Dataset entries

##############################

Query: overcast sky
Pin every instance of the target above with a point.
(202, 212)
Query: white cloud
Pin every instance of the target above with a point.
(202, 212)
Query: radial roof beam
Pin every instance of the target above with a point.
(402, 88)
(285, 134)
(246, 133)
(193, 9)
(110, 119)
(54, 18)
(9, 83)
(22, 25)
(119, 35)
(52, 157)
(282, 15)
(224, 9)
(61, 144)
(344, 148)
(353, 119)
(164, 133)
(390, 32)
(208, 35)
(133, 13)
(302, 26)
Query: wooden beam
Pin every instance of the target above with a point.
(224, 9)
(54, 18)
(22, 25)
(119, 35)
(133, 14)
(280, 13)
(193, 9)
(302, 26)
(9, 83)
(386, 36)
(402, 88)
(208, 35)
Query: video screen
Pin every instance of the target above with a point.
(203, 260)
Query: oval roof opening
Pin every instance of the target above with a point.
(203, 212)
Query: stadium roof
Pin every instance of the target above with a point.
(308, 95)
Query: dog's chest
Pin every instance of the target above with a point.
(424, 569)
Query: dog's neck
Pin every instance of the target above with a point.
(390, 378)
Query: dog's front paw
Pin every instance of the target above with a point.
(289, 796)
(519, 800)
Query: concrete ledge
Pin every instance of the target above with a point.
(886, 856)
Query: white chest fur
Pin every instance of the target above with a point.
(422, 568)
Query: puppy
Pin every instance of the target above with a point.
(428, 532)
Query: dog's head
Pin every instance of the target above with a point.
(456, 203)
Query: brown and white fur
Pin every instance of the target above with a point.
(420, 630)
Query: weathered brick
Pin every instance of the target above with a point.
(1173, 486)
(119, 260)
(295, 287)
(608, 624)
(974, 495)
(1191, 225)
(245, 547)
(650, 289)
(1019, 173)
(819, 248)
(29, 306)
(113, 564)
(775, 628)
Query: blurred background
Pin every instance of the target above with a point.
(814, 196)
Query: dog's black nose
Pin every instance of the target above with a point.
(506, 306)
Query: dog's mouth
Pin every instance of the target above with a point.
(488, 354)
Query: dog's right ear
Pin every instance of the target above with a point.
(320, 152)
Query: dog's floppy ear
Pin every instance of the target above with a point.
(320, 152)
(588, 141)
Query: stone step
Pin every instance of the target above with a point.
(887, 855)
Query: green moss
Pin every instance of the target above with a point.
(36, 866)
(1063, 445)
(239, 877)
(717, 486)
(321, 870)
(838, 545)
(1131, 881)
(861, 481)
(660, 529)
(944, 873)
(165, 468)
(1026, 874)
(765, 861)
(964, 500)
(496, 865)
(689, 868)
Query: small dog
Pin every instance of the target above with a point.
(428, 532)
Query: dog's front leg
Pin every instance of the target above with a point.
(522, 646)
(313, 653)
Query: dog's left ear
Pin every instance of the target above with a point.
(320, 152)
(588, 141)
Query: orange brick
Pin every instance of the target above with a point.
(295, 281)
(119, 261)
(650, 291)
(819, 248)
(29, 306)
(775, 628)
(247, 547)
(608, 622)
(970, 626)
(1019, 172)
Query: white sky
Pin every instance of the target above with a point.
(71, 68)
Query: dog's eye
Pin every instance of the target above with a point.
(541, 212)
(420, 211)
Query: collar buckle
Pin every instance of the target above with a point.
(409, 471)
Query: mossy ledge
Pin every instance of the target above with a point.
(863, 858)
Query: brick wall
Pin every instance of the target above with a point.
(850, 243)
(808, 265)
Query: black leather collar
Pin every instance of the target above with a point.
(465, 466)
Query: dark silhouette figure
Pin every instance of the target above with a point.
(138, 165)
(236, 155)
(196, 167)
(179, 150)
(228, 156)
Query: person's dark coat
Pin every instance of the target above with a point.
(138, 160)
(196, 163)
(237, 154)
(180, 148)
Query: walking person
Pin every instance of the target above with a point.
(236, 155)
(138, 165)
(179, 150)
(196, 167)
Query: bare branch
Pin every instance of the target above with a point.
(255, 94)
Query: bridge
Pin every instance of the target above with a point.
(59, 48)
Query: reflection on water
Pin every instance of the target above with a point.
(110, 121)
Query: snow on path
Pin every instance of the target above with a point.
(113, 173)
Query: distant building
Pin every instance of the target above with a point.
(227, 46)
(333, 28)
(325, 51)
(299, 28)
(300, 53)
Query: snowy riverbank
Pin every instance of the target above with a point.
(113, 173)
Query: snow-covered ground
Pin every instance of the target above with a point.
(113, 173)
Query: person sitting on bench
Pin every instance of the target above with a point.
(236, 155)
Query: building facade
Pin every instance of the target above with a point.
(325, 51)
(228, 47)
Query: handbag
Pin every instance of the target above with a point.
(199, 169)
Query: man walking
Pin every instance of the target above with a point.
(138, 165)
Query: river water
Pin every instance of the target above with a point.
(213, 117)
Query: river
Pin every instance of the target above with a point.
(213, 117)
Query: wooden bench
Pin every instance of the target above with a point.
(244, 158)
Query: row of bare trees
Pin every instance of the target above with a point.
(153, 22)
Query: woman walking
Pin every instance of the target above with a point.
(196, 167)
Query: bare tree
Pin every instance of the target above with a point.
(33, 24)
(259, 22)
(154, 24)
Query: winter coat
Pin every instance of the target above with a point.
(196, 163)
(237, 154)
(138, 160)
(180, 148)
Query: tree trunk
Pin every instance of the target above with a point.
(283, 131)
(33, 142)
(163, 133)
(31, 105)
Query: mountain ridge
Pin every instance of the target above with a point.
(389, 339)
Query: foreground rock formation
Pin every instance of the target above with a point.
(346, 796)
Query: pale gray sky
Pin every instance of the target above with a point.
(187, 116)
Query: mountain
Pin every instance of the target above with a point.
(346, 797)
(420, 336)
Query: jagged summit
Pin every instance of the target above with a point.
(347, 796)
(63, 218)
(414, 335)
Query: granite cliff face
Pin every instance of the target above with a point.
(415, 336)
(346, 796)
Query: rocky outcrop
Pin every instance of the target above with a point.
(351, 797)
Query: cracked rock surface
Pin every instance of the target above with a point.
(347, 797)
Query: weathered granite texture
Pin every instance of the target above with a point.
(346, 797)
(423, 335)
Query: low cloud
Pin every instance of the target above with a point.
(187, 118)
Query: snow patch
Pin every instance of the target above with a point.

##############################

* _Brief_:
Having read the records, return each one exactly.

* _Solution for this exercise_:
Query: overcast sky
Pin every instance of the target above with a point.
(202, 212)
Query: white cloud
Pin every instance of the target above with a point.
(202, 212)
Query: radial roof beam
Pin every instance of the target above with a point.
(402, 88)
(285, 134)
(246, 133)
(193, 9)
(110, 119)
(54, 18)
(9, 83)
(22, 25)
(119, 35)
(52, 157)
(282, 15)
(224, 9)
(61, 144)
(344, 148)
(353, 119)
(164, 133)
(390, 32)
(208, 35)
(133, 13)
(302, 26)
Query: wooden beam
Pin every instance of the target above with a point.
(224, 9)
(54, 18)
(22, 25)
(119, 35)
(133, 14)
(280, 13)
(193, 9)
(302, 26)
(9, 83)
(386, 36)
(402, 88)
(208, 35)
Query: video screen
Pin every instance of the target above with a point.
(203, 260)
Query: oval roof opening
Pin every instance of the target above with a point.
(203, 212)
Query: stadium roof
Pin every instance of the target above with a point.
(308, 95)
Query: dog's chest
Pin every instance of the target above with a point.
(424, 569)
Query: dog's neck
Pin every instance of the target above with a point.
(390, 378)
Query: dog's front paw
Pin every instance of the target above with a point.
(289, 796)
(519, 800)
Query: concrete ledge
Pin every instance of the target above with a point.
(886, 856)
Query: white chest fur
Pin every instance of the target above with a point.
(422, 568)
Query: puppy
Pin every instance of the target above with a point.
(428, 532)
Query: dog's head
Pin every instance of the target above with a point.
(456, 203)
Query: brown and white fur
Pin every instance of the target above with a point.
(420, 630)
Query: weathered brick
Pin every instance of the target above with a point.
(1173, 486)
(119, 260)
(295, 287)
(608, 624)
(974, 495)
(1191, 225)
(245, 547)
(650, 289)
(1019, 173)
(819, 248)
(29, 306)
(113, 564)
(775, 628)
Query: blurred background
Pin every instance of the target above with a point.
(814, 196)
Query: dog's black nose
Pin every instance of the target above with a point.
(506, 306)
Query: dog's mouth
Pin every instance of the target above with a point.
(488, 354)
Query: dog's right ear
Pin every instance of the target above with a point.
(320, 152)
Query: dog's floppy ear
Pin every instance of the target above with a point.
(320, 152)
(588, 141)
Query: stone step
Pin every instance of the target above with a point.
(887, 855)
Query: green moss
Pin every instance of the target above with a point.
(36, 866)
(1063, 445)
(239, 877)
(717, 486)
(321, 870)
(838, 545)
(1131, 881)
(861, 481)
(660, 529)
(944, 873)
(165, 468)
(1026, 874)
(765, 861)
(964, 500)
(496, 865)
(689, 868)
Query: small dog
Pin every instance of the target above with a point.
(428, 532)
Query: dog's front leg
Pin every instance of the target above with a point.
(522, 646)
(313, 653)
Query: dog's left ear
Pin every instance of the target above with a point.
(320, 152)
(588, 141)
Query: orange brick
Pin every instance of the target above with a point.
(295, 281)
(119, 261)
(650, 291)
(819, 248)
(29, 306)
(775, 628)
(247, 547)
(608, 622)
(970, 626)
(1019, 172)
Query: white sky
Pin every instance of the target above with a point.
(71, 68)
Query: dog's eye
Pin every instance of the target above with a point.
(541, 212)
(420, 211)
Query: collar buckle
Pin every instance of the target above with a point.
(409, 471)
Query: mossy ledge
Pin every instance of the target above with a point.
(863, 858)
Query: brick wall
Pin every instance of the target above with a point.
(850, 243)
(808, 265)
Query: black leather collar
Pin every instance of the target above with a point.
(465, 466)
Query: dark silhouette figure
Pin every instance of the target above with a point.
(138, 165)
(236, 155)
(196, 167)
(179, 150)
(228, 156)
Query: person's dark coat
Pin every instance of the target above with a point.
(138, 160)
(196, 163)
(237, 154)
(180, 148)
Query: walking person
Pin every instance of the target above with a point.
(236, 155)
(138, 165)
(179, 150)
(196, 167)
Query: bare branch
Pin every instance of the target above with a point.
(255, 94)
Query: bridge
Pin every instance of the target above with a point.
(59, 48)
Query: reflection on water
Pin every instance of the target above with a point.
(110, 121)
Query: snow on path
Pin every instance of the target above with a point.
(113, 173)
Query: distant building
Pin every instance of the target above with a point.
(227, 46)
(333, 28)
(325, 51)
(299, 28)
(300, 53)
Query: snowy riverbank
Pin every instance of the target above with a point.
(113, 173)
Query: snow-covered ground
Pin every instance of the target above with a point.
(113, 173)
Query: person sitting on bench
Pin every instance of the target above with a point.
(236, 155)
Query: building facade
Pin every instance of the target above with a point.
(325, 51)
(228, 47)
Query: handbag
Pin every instance of the target above with a point.
(199, 169)
Query: man walking
Pin every instance of the target above with a point.
(138, 165)
Query: river water
Pin every instance of the target above with a point.
(213, 117)
Query: river
Pin every instance of the target above with a point.
(213, 117)
Query: wooden bench
Pin every instance of the target above with a point.
(244, 158)
Query: row of bare trees
Pin every instance of the target above with a point.
(153, 22)
Query: woman walking
Pin every instance of the target above with a point.
(196, 167)
Query: bare tree
Pin every instance of the target above with a point.
(33, 24)
(259, 22)
(154, 24)
Query: winter coat
Pin every instance of the target above with a point.
(196, 163)
(237, 154)
(138, 160)
(180, 148)
Query: tree trunk
Pin every instance of the target above with a point.
(283, 131)
(33, 142)
(163, 133)
(31, 105)
Query: mountain ridge
Pin every instance of the target above with a point.
(389, 339)
Query: foreground rock formation
Pin every instance of the target above with a point.
(346, 796)
Query: pale gray sky
Pin every instance of the target above with a point.
(187, 116)
Query: mountain
Pin every instance of the target above with a point.
(346, 797)
(420, 336)
Query: jagged summit
Pin every instance of the target above with a point.
(347, 796)
(63, 218)
(414, 335)
Query: granite cliff face
Pin every instance of the target above with a point.
(415, 336)
(346, 796)
Query: rocky outcrop
Pin every instance of the target above with a point.
(351, 797)
Query: cracked rock surface
Pin every instance of the target above with a point.
(347, 797)
Query: weathered granite texture
Pin every instance of the target above with a point.
(346, 797)
(423, 335)
Query: low cloud
Pin every instance of the target above with a point.
(187, 118)
Query: snow patch
Pin every instance of the target above with a point.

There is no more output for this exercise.